In this projects, we have 3 versions of text data processed from applying different preprocessing steps. For a given Article and for each version of text and each GloVe models, following steps were applied to find the optimal model: 

- For each classification models, 

1. Convert the text data into an average vector using a customised vectoriser. 

2. Scale the feature matrix using Min-Max scaler to normalise them.

3. Select random combinations from a grid of hyperparameter values and train the model using 5-fold cross-validation. Find the optimal set of paramter which gives the highest accuracy. 

5. Refit the model with the best found parameters on the whole training set and store the parameter values and scores. 

- Compare the performance of models and find the best model.

EXERCISE DIRECTIONS: In the passage on model selection, reproduce the section from "1. Convert the" to "the best model.", substituting "10-fold" for "5-fold".

(Dataset rows)
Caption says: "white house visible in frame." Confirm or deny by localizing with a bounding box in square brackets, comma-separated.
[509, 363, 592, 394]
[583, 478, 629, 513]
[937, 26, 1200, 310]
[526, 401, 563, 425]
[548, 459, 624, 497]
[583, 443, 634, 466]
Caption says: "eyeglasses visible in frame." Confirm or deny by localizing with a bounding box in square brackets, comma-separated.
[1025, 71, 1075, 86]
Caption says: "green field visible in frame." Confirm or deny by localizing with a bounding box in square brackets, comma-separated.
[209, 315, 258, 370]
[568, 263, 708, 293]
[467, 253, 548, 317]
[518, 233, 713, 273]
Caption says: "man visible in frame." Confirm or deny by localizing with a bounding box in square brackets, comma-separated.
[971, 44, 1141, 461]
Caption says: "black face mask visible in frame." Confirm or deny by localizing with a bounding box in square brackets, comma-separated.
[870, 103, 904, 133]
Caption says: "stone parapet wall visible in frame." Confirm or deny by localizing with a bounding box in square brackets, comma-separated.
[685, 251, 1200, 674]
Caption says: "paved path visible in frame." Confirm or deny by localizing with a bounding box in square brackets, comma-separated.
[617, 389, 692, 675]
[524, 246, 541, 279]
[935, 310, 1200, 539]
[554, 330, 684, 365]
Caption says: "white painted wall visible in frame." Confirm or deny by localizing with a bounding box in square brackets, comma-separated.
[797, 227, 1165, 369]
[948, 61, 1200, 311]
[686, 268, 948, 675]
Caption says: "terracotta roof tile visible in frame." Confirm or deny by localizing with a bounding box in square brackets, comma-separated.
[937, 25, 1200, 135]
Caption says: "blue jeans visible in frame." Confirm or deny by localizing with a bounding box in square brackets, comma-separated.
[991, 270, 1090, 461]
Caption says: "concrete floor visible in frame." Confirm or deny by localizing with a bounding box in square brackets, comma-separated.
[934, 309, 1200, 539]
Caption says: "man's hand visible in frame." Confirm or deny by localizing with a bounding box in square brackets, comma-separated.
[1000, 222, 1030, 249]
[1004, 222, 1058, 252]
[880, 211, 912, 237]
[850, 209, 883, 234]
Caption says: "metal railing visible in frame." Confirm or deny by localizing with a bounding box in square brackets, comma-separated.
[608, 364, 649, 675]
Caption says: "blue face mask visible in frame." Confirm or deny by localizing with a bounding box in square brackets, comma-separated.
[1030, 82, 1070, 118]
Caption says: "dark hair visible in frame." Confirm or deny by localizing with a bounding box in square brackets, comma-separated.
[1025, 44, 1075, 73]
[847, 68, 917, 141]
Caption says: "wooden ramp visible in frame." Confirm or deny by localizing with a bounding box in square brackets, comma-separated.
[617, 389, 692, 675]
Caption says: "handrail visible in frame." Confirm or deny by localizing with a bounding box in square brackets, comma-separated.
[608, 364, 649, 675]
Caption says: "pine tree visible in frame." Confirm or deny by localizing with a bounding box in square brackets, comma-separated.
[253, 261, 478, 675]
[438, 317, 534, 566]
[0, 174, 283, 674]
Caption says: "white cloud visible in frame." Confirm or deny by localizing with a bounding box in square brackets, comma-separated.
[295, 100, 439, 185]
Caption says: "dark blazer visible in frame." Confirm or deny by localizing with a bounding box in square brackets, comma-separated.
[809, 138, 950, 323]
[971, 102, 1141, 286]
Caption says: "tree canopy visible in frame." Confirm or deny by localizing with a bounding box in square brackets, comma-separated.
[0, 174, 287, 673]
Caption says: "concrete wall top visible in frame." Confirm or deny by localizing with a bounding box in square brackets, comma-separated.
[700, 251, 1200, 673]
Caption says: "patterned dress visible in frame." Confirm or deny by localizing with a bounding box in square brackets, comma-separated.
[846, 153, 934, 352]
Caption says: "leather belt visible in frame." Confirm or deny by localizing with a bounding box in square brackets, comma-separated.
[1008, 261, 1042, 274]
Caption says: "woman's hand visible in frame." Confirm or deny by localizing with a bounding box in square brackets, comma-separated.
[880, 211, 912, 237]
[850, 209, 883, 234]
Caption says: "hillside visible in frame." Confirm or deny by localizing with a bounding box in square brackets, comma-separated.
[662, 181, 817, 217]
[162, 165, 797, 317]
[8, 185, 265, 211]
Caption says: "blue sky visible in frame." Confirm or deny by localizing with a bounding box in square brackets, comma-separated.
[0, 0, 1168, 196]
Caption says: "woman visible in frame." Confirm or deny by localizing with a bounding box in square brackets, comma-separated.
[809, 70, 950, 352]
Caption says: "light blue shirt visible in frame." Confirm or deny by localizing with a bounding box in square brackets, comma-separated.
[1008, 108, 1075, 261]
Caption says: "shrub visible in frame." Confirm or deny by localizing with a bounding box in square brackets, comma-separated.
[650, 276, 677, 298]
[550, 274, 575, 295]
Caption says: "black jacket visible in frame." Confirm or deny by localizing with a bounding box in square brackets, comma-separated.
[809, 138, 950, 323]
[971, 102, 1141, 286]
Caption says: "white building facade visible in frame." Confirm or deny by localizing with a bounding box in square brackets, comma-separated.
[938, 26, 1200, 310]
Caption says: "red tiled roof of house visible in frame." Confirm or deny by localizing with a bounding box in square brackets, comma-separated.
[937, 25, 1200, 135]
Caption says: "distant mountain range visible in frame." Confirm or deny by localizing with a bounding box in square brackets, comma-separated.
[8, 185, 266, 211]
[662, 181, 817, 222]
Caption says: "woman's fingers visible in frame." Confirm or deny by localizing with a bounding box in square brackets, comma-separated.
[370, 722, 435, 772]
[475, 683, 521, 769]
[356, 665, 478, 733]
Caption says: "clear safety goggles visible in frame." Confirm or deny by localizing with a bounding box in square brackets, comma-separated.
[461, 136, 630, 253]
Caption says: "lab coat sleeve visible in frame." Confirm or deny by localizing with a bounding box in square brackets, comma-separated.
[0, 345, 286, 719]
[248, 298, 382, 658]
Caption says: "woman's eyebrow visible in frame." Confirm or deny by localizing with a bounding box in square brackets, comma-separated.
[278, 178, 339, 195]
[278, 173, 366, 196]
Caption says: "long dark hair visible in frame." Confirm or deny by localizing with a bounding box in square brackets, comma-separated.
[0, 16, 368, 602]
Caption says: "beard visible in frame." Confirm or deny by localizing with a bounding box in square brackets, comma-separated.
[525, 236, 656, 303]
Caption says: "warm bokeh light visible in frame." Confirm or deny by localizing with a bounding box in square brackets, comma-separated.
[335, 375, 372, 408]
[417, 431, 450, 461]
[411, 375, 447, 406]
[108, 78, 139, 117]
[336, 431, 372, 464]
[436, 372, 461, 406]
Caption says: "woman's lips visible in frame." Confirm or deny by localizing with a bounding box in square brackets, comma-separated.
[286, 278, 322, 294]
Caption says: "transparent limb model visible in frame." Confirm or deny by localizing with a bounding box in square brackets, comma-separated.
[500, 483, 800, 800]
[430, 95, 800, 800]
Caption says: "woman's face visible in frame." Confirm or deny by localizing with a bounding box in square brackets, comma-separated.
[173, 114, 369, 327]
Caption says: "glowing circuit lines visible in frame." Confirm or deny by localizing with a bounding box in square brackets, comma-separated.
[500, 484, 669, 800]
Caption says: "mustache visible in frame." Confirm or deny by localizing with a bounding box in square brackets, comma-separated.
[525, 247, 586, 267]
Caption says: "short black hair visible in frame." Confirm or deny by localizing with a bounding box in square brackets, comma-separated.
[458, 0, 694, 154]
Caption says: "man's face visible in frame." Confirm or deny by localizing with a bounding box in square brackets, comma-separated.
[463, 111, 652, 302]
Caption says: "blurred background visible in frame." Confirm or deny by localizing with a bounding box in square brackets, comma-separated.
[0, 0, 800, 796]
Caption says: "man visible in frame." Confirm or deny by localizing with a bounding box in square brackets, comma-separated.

COMPLETED EXERCISE:
1. Convert the text data into an average vector using a customised vectoriser. 

2. Scale the feature matrix using Min-Max scaler to normalise them.

3. Select random combinations from a grid of hyperparameter values and train the model using 10-fold cross-validation. Find the optimal set of paramter which gives the highest accuracy. 

5. Refit the model with the best found parameters on the whole training set and store the parameter values and scores. 

- Compare the performance of models and find the best model.